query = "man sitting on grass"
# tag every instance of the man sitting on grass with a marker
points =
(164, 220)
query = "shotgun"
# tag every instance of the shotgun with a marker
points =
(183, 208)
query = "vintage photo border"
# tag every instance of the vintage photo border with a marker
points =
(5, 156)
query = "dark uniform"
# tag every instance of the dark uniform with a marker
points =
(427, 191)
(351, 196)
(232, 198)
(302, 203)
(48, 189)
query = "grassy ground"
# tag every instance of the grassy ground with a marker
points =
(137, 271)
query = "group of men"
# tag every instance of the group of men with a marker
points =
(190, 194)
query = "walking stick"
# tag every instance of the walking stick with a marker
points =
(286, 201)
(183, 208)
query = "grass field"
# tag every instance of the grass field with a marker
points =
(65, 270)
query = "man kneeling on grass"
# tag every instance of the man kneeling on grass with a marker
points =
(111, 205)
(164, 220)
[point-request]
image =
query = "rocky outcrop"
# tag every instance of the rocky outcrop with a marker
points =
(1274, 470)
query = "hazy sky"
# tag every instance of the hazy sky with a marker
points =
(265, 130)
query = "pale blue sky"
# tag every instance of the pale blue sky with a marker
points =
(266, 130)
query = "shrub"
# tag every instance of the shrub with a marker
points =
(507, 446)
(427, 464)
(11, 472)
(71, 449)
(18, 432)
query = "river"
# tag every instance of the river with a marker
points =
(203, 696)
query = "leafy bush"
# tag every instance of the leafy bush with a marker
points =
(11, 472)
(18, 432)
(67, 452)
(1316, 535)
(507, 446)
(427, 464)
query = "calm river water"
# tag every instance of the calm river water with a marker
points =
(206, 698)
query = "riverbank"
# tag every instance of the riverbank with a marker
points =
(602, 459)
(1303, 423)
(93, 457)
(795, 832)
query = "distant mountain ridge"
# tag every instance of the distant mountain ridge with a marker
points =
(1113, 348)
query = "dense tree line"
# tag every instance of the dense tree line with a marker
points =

◆ ◆ ◆ ◆ ◆

**Description of the task**
Would you copy out each line exactly as written?

**Result below**
query = "man sitting on grass"
# tag every instance of the man sitting on grass with a marker
points =
(164, 220)
query = "shotgun"
# tag every instance of the shotgun with a marker
points =
(183, 208)
query = "vintage photo border"
# tag every instance of the vintage photo border with a marker
points =
(5, 156)
query = "dark uniform"
# tag every instance of the dark uniform with a marker
points =
(427, 191)
(351, 196)
(232, 198)
(302, 203)
(48, 189)
query = "grassy ground"
# tag every instance of the grassy ground with a marker
points =
(137, 271)
query = "group of men"
# tag every instance of the group of men with a marker
points =
(190, 194)
query = "walking stick"
# tag every instance of the walking stick with a marker
points =
(286, 201)
(183, 208)
query = "grass field"
# tag every instance of the grass field with a marker
points =
(65, 270)
query = "man kneeling on grass"
# tag every instance of the man kneeling on grass with a marker
points =
(111, 205)
(164, 220)
[point-request]
image =
query = "rocky outcrop"
# tag every instance of the rocky outcrop with a marker
points =
(1274, 470)
query = "hazy sky"
# tag every instance of the hazy sky with a marker
points =
(265, 130)
query = "pale blue sky"
# tag every instance of the pale blue sky with a marker
points =
(266, 130)
query = "shrub"
# tag every instance of the shrub with a marker
points =
(507, 446)
(427, 464)
(11, 472)
(71, 449)
(18, 432)
query = "river"
# tag every instance of the river with a marker
points =
(203, 696)
query = "leafy bush"
# tag every instance of the leafy bush with a marker
points =
(11, 472)
(18, 432)
(67, 452)
(1316, 535)
(507, 446)
(427, 464)
query = "calm river water"
# tag every instance of the calm river water with a marker
points =
(206, 698)
query = "riverbank"
# tag every instance of the riverbank with a marker
points =
(602, 459)
(1303, 423)
(93, 457)
(795, 832)
query = "distant mountain ridge"
# tag every instance of the distant mountain ridge with a marker
points =
(1113, 348)
query = "dense tree line"
# tag every instance of the dense tree line with a marker
points =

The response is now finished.